*TEXT SEGMENT*.
▬▬▬▬▬▬
This inflammatory disease of the immune system targets first the synovium, or lining of the joint, resulting in pain, stiffness, swelling, joint damage, and loss of function of the joints. Inflammation most often affects joints of the hands and feet and tends to be symmetrical (occurring equally on both sides of the body). This symmetry helps distinguish rheumatoid arthritis from other forms of the disease. About 0.6 percent of the U.S. population (about 1.3 million people) has rheumatoid arthritis.
Systemic lupus erythematosus (also known as lupus or SLE) is an autoimmune disease in which the immune system harms the body’s own healthy cells and tissues. This can result in inflammation of and damage to the joints, skin, kidneys, heart, lungs, blood vessels, and brain. By conservative estimates, lupus affects about 150,000 people in the U.S.
This type of arthritis results from deposits of needle-like crystals of uric acid in the joints. The crystals cause episodic inflammation, swelling, and pain in the affected joint, which is often the big toe. An estimated 8.3 million Americans have gout.
▬▬▬▬▬▬
Point localization data

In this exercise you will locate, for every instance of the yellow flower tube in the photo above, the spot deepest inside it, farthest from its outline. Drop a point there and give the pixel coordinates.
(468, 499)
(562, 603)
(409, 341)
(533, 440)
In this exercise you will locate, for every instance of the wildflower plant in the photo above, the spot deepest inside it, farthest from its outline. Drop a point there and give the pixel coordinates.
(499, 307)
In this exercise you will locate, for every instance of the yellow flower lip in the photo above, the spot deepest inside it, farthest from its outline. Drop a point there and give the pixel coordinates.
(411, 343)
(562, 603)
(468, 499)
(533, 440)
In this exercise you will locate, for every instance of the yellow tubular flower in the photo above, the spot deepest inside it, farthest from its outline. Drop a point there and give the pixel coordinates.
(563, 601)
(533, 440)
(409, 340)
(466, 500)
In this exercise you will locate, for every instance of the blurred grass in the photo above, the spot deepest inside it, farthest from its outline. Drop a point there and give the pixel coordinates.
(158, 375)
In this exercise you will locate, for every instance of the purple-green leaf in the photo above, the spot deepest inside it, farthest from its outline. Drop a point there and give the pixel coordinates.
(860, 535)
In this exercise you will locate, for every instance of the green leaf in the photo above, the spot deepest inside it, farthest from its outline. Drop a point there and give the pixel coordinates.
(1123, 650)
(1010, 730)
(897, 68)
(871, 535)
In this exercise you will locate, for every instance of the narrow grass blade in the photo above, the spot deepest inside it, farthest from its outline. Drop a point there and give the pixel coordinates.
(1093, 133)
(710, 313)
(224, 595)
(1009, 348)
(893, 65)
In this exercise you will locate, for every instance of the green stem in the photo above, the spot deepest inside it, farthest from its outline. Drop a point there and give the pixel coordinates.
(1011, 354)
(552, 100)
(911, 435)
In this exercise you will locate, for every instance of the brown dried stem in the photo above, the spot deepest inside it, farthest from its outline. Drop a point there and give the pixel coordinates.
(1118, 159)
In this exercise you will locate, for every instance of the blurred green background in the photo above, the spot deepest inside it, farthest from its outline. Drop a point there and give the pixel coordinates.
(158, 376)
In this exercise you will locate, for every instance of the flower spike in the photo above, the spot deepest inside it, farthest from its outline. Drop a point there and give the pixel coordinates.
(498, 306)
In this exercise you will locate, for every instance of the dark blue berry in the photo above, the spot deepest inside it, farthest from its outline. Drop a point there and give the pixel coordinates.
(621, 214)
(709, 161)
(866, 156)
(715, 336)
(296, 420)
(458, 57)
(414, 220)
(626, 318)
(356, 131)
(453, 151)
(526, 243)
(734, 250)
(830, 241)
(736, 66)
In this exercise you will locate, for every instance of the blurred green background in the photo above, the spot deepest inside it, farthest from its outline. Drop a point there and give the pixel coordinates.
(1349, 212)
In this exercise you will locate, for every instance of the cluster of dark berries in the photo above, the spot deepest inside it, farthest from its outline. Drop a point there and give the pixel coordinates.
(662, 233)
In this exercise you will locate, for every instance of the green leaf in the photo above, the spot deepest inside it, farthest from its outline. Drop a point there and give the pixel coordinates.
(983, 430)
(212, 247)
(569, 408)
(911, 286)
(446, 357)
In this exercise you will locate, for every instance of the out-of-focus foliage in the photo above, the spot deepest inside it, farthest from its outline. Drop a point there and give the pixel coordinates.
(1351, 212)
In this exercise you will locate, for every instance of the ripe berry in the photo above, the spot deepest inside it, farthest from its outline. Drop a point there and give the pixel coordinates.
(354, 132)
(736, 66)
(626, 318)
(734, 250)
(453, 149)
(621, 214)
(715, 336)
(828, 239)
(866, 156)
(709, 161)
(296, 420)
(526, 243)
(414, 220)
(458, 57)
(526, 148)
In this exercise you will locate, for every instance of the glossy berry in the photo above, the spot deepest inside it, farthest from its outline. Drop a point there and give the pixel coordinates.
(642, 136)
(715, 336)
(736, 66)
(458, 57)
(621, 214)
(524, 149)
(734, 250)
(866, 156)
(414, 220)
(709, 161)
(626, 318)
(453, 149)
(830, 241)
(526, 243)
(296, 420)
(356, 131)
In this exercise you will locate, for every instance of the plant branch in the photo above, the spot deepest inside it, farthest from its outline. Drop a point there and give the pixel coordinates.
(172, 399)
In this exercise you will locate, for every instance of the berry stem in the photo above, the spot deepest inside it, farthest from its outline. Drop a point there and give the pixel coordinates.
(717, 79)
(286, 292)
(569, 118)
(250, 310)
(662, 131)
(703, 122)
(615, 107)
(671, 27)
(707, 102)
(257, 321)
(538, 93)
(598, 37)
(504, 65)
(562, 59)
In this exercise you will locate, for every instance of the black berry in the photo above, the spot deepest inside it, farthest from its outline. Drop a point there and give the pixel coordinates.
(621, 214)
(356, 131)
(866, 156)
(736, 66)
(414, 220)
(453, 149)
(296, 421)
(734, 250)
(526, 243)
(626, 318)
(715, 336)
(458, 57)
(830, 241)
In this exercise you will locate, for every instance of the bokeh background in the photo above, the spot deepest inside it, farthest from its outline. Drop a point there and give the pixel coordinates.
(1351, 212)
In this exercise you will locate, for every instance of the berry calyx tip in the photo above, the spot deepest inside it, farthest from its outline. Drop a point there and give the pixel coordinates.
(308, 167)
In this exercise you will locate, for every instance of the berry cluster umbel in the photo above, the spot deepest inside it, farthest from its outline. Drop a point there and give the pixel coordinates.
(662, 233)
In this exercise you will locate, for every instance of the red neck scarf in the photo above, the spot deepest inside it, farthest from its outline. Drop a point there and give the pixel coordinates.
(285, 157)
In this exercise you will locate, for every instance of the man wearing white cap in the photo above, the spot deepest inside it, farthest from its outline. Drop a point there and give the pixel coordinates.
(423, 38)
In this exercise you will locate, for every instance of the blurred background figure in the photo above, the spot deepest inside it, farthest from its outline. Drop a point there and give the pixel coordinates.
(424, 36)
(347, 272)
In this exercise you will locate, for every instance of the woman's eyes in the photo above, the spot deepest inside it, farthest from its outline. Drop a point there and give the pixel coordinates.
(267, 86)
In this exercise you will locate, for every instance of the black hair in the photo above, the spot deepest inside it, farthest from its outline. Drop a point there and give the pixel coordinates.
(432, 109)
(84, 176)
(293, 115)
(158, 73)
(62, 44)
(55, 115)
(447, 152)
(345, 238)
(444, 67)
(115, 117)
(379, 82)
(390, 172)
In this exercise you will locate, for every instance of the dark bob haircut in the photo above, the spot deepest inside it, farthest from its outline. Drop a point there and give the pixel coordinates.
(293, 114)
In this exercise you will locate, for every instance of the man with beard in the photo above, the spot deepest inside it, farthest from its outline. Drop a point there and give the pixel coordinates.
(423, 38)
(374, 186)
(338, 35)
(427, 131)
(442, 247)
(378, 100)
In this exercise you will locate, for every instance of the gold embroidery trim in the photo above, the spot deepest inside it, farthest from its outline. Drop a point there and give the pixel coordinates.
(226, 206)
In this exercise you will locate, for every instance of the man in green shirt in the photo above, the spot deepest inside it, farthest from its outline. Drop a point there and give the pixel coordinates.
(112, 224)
▬▬▬▬▬▬
*TASK REQUIREMENTS*.
**a.** Transcribe the arthritis text starting at "This inflammatory disease" and ending at "has rheumatoid arthritis.".
**b.** According to the arthritis text, how many people in the U.S. does lupus affect by conservative estimates?
**c.** Write the next part of the arthritis text, picking up after its last sentence.
None of the tasks needs the items.

*ANSWERS GIVEN*.
**a.**
This inflammatory disease of the immune system targets first the synovium, or lining of the joint, resulting in pain, stiffness, swelling, joint damage, and loss of function of the joints. Inflammation most often affects joints of the hands and feet and tends to be symmetrical (occurring equally on both sides of the body). This symmetry helps distinguish rheumatoid arthritis from other forms of the disease. About 0.6 percent of the U.S. population (about 1.3 million people) has rheumatoid arthritis.

**b.** About 150,000 people.

**c.**
Known as degenerative arthritis, this disease is marked by the wearing down and eventual disintegration of the cartilage that covers the ends of the bones that meet at the joint. Affecting more than 20 million people in the United States alone, osteoarthritis is the most common form of the disease and is usually associated with the aging process. Nearly all men over 45 and women over 55 are diagnosed with some degree of osteoarthritis. OA's favorite targets are the often-used joints of the feet, hands and hips, although it can manifest at any joint.
Ankylosing spondylitis is a long-term disease that involves inflammation of the joints between the spinal bones, and the joints between the spine and pelvis. These joints become swollen and inflamed. Over time, the affected spinal bones join together.